= The task =
Format the material below as a Markdown table with the columns "Row" and "Line," one numbered row per line, skipping blank lines and leaving out the pictures.

━━━ Recorded data

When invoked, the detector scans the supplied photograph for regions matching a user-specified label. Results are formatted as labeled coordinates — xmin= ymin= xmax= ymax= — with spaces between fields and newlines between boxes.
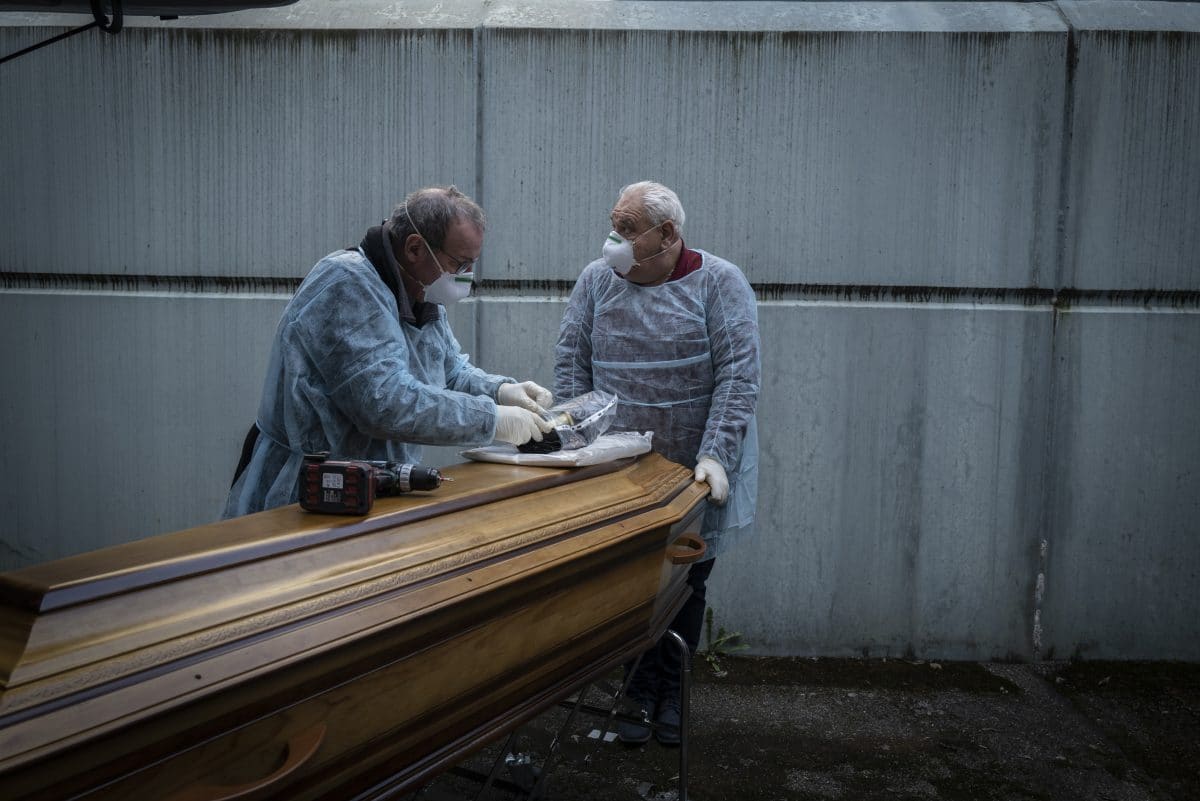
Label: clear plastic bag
xmin=461 ymin=432 xmax=654 ymax=468
xmin=517 ymin=391 xmax=617 ymax=453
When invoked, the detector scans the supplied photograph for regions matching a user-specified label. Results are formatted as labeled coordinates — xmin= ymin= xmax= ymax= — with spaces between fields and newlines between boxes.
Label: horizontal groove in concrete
xmin=0 ymin=267 xmax=1200 ymax=311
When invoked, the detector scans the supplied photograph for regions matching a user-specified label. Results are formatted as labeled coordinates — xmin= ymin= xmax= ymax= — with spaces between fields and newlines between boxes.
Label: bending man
xmin=224 ymin=187 xmax=552 ymax=517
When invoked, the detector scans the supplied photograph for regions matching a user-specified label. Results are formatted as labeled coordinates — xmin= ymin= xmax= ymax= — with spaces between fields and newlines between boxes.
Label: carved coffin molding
xmin=0 ymin=453 xmax=707 ymax=801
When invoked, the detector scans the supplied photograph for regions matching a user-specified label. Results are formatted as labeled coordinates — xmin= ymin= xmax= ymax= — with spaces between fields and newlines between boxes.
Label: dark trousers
xmin=625 ymin=559 xmax=716 ymax=703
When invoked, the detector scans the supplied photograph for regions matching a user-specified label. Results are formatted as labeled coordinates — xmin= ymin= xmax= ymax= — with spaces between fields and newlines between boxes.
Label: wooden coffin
xmin=0 ymin=453 xmax=707 ymax=801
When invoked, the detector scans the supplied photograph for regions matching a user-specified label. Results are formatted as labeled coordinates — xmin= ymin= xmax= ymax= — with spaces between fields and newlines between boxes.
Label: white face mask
xmin=404 ymin=207 xmax=475 ymax=306
xmin=421 ymin=272 xmax=475 ymax=306
xmin=601 ymin=219 xmax=667 ymax=276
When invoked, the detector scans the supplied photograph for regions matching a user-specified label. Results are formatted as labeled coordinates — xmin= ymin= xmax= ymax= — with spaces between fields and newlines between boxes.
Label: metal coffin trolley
xmin=0 ymin=453 xmax=707 ymax=801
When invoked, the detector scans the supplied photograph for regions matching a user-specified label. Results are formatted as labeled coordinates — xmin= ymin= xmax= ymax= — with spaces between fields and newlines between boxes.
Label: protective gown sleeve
xmin=284 ymin=255 xmax=505 ymax=445
xmin=554 ymin=263 xmax=596 ymax=399
xmin=697 ymin=263 xmax=761 ymax=470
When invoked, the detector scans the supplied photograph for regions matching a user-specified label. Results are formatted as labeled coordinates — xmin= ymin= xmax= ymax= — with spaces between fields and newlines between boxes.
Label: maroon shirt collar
xmin=667 ymin=242 xmax=704 ymax=283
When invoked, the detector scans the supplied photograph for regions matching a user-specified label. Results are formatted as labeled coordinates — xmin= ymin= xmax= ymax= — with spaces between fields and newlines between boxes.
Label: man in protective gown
xmin=554 ymin=181 xmax=760 ymax=745
xmin=224 ymin=186 xmax=552 ymax=518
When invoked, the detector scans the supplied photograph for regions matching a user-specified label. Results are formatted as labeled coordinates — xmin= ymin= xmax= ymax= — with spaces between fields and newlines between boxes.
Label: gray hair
xmin=617 ymin=181 xmax=684 ymax=234
xmin=389 ymin=186 xmax=487 ymax=249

━━━━━━

= Response to the exercise =
| Row | Line |
|---|---|
| 1 | When invoked, the detector scans the supplied photograph for regions matching a user-specified label. Results are formatted as labeled coordinates — xmin= ymin= xmax= ymax= — with spaces between fields and newlines between boxes. |
| 2 | Label: clear plastic bag |
| 3 | xmin=461 ymin=432 xmax=654 ymax=468 |
| 4 | xmin=517 ymin=391 xmax=617 ymax=453 |
| 5 | When invoked, the detector scans the supplied photograph for regions matching a user-specified label. Results are formatted as labeled coordinates — xmin= ymin= xmax= ymax= — with spaces between fields and newlines between boxes. |
| 6 | Label: horizontal groove in concrete |
| 7 | xmin=0 ymin=267 xmax=1200 ymax=311 |
| 8 | When invoked, the detector scans the supplied photograph for regions matching a user-specified label. Results are formatted as labeled coordinates — xmin= ymin= xmax= ymax= — with spaces between fields and newlines between boxes. |
| 9 | Label: bending man |
| 10 | xmin=224 ymin=187 xmax=552 ymax=517 |
| 11 | When invoked, the detector scans the supplied photograph for regions matching a user-specified label. Results are formatted as labeled coordinates — xmin= ymin= xmax= ymax= — with spaces between fields and newlines between boxes. |
| 12 | Label: carved coffin molding |
| 13 | xmin=0 ymin=453 xmax=707 ymax=801 |
| 14 | When invoked, the detector scans the supplied photograph for regions matching a user-specified label. Results are formatted as labeled coordinates — xmin= ymin= xmax= ymax= — with spaces between fields and newlines between boxes. |
| 15 | Label: dark trousers |
| 16 | xmin=625 ymin=559 xmax=716 ymax=703 |
| 17 | When invoked, the detector scans the supplied photograph for regions matching a user-specified label. Results are formatted as labeled coordinates — xmin= ymin= xmax= ymax= — with spaces between fields and newlines between boxes. |
| 18 | Label: wooden coffin |
| 19 | xmin=0 ymin=453 xmax=707 ymax=801 |
| 20 | When invoked, the detector scans the supplied photograph for regions matching a user-specified label. Results are formatted as labeled coordinates — xmin= ymin= xmax= ymax= — with spaces between fields and newlines between boxes. |
| 21 | Label: white face mask |
| 22 | xmin=404 ymin=207 xmax=475 ymax=306 |
| 23 | xmin=421 ymin=272 xmax=475 ymax=306 |
| 24 | xmin=601 ymin=219 xmax=667 ymax=276 |
| 25 | When invoked, the detector scans the supplied photograph for regions matching a user-specified label. Results are formatted as labeled coordinates — xmin= ymin= xmax= ymax= — with spaces between fields and newlines between boxes. |
| 26 | Label: metal coffin trolley |
| 27 | xmin=0 ymin=453 xmax=707 ymax=801 |
| 28 | When invoked, the detector scans the supplied photograph for regions matching a user-specified label. Results are formatted as labeled coordinates — xmin= ymin= xmax= ymax= — with spaces between fields and newlines between boxes. |
| 29 | Label: protective gown sleeve |
| 30 | xmin=284 ymin=255 xmax=505 ymax=445 |
| 31 | xmin=554 ymin=263 xmax=596 ymax=399 |
| 32 | xmin=697 ymin=263 xmax=761 ymax=470 |
| 33 | When invoked, the detector scans the supplied photograph for regions matching a user-specified label. Results are formatted as labeled coordinates — xmin= ymin= xmax= ymax= — with spaces between fields and newlines between boxes. |
| 34 | Label: maroon shirt collar |
| 35 | xmin=667 ymin=242 xmax=704 ymax=283 |
| 36 | When invoked, the detector scans the supplied photograph for regions matching a user-specified label. Results are formatted as labeled coordinates — xmin= ymin= xmax= ymax= — with spaces between fields and newlines between boxes. |
| 37 | Label: man in protective gown |
| 38 | xmin=554 ymin=181 xmax=760 ymax=745 |
| 39 | xmin=224 ymin=186 xmax=552 ymax=518 |
| 40 | When invoked, the detector scans the supplied photograph for regions matching a user-specified label. Results are formatted as labeled coordinates — xmin= ymin= xmax= ymax= — with spaces between fields and newlines between boxes. |
| 41 | Label: gray hair |
| 42 | xmin=617 ymin=181 xmax=684 ymax=234 |
| 43 | xmin=389 ymin=186 xmax=487 ymax=249 |